CHALLENGE – Can you turn every line of the records below into a numbered list, skipping any blank lines?

Source data

****************************************

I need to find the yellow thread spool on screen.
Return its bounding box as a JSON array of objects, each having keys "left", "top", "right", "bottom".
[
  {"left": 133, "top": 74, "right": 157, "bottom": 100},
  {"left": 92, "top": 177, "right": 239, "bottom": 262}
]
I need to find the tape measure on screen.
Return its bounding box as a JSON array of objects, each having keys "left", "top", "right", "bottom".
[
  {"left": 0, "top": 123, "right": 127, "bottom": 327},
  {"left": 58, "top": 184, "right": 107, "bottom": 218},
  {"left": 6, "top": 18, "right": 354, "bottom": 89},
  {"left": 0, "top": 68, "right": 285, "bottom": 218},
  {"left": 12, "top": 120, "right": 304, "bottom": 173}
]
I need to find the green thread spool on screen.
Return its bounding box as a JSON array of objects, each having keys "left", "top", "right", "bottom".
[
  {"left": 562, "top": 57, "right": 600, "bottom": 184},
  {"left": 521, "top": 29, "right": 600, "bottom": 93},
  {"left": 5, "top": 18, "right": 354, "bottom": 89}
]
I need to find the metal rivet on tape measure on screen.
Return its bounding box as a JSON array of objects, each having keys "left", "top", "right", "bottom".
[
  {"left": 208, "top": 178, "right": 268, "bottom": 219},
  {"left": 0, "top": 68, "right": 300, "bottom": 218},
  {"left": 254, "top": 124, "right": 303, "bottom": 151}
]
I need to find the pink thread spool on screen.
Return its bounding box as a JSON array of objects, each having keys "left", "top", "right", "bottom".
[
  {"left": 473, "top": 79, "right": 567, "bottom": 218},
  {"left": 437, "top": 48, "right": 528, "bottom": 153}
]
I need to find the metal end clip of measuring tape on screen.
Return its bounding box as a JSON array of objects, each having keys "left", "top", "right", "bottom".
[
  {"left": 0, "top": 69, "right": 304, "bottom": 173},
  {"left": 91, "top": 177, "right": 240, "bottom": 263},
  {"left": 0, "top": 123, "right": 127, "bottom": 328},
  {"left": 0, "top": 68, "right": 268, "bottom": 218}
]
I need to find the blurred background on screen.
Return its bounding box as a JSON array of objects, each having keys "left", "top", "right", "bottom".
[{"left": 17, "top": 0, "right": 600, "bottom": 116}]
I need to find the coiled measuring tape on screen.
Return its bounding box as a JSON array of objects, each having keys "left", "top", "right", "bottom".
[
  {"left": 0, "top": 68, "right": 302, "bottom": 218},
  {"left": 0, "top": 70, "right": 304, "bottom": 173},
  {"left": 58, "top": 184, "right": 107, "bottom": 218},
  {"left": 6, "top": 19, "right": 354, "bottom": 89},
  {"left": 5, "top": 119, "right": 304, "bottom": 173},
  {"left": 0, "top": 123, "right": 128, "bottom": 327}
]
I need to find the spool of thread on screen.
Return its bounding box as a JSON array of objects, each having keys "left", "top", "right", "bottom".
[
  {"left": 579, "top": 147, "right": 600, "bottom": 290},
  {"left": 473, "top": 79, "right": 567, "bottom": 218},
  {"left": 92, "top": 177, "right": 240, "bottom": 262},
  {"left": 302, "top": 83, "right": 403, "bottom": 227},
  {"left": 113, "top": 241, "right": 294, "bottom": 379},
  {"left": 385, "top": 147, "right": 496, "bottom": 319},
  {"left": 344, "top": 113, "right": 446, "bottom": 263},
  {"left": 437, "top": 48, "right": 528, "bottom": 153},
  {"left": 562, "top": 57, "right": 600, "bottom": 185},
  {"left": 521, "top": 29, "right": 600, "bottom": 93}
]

****************************************

RESPONSE TO THE TASK –
1. I need to find the yellow thread spool on screen.
2. Return its bounding box as a JSON array of objects, each having keys "left", "top", "right", "bottom".
3. [
4.   {"left": 133, "top": 74, "right": 157, "bottom": 100},
5.   {"left": 92, "top": 177, "right": 239, "bottom": 262}
6. ]
7. I need to find the tape measure on screen.
8. Return its bounding box as a JSON array of objects, each having keys "left", "top", "right", "bottom".
9. [
10.   {"left": 0, "top": 123, "right": 127, "bottom": 327},
11.   {"left": 58, "top": 184, "right": 107, "bottom": 218},
12.   {"left": 6, "top": 18, "right": 354, "bottom": 89},
13.   {"left": 0, "top": 68, "right": 285, "bottom": 218},
14.   {"left": 12, "top": 120, "right": 304, "bottom": 173}
15. ]
16. I need to find the green thread spool on screen.
17. Return its bounding box as a JSON array of objects, each having keys "left", "top", "right", "bottom".
18. [
19.   {"left": 562, "top": 57, "right": 600, "bottom": 184},
20.   {"left": 521, "top": 29, "right": 600, "bottom": 93},
21.   {"left": 5, "top": 18, "right": 354, "bottom": 89}
22. ]
23. I need to find the metal rivet on tape measure on screen.
24. Return its bounding box as a JSON array of objects, each having keys "left", "top", "right", "bottom".
25. [
26.   {"left": 208, "top": 178, "right": 268, "bottom": 219},
27.   {"left": 0, "top": 68, "right": 300, "bottom": 218},
28.   {"left": 254, "top": 124, "right": 303, "bottom": 151}
29. ]
30. I need to find the pink thread spool on screen.
31. Return its bounding box as a JSON array of objects, each having keys "left", "top", "right", "bottom".
32. [
33.   {"left": 473, "top": 79, "right": 567, "bottom": 218},
34.   {"left": 437, "top": 48, "right": 528, "bottom": 153}
35. ]
36. I need to find the metal end clip of measuring tape on screen.
37. Return its bounding box as a JSON array of objects, each having keys "left", "top", "right", "bottom".
38. [
39.   {"left": 0, "top": 69, "right": 304, "bottom": 173},
40.   {"left": 91, "top": 177, "right": 240, "bottom": 263},
41.   {"left": 0, "top": 123, "right": 127, "bottom": 328},
42.   {"left": 0, "top": 68, "right": 268, "bottom": 218}
43. ]
44. I need to find the blurred background on screen.
45. Return its bounding box as a JSON array of objects, each having keys "left", "top", "right", "bottom".
46. [{"left": 17, "top": 0, "right": 600, "bottom": 116}]
47. I need to find the coiled measuring tape on screen.
48. Return its bounding box as a JSON array of objects, each having keys "left", "top", "right", "bottom".
49. [
50.   {"left": 0, "top": 68, "right": 302, "bottom": 218},
51.   {"left": 0, "top": 70, "right": 304, "bottom": 173},
52.   {"left": 58, "top": 184, "right": 107, "bottom": 218},
53.   {"left": 6, "top": 19, "right": 354, "bottom": 89},
54.   {"left": 5, "top": 119, "right": 304, "bottom": 173},
55.   {"left": 0, "top": 123, "right": 128, "bottom": 327}
56. ]
57. I need to find the spool of thread on screen.
58. Return its bounding box as a JSON array of objects, each having keys "left", "top", "right", "bottom".
59. [
60.   {"left": 579, "top": 147, "right": 600, "bottom": 290},
61.   {"left": 473, "top": 79, "right": 567, "bottom": 218},
62.   {"left": 92, "top": 177, "right": 240, "bottom": 262},
63.   {"left": 302, "top": 83, "right": 403, "bottom": 227},
64.   {"left": 113, "top": 241, "right": 294, "bottom": 379},
65.   {"left": 385, "top": 147, "right": 496, "bottom": 319},
66.   {"left": 344, "top": 113, "right": 446, "bottom": 263},
67.   {"left": 437, "top": 48, "right": 528, "bottom": 153},
68.   {"left": 562, "top": 57, "right": 600, "bottom": 185},
69.   {"left": 521, "top": 29, "right": 600, "bottom": 93}
70. ]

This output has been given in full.